(Dataset items)

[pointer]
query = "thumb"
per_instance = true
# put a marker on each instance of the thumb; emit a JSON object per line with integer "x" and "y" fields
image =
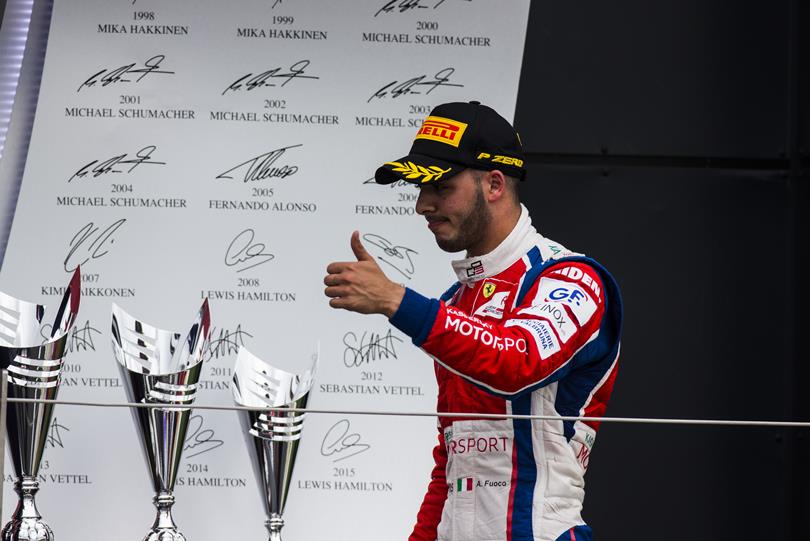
{"x": 359, "y": 250}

Request —
Copy every line of the material above verbatim, leaving out the picture.

Written response —
[pointer]
query = "thumb"
per_instance = true
# put a marker on each instance of the thumb; emit a JSON object per line with integer "x" and "y" fields
image =
{"x": 359, "y": 250}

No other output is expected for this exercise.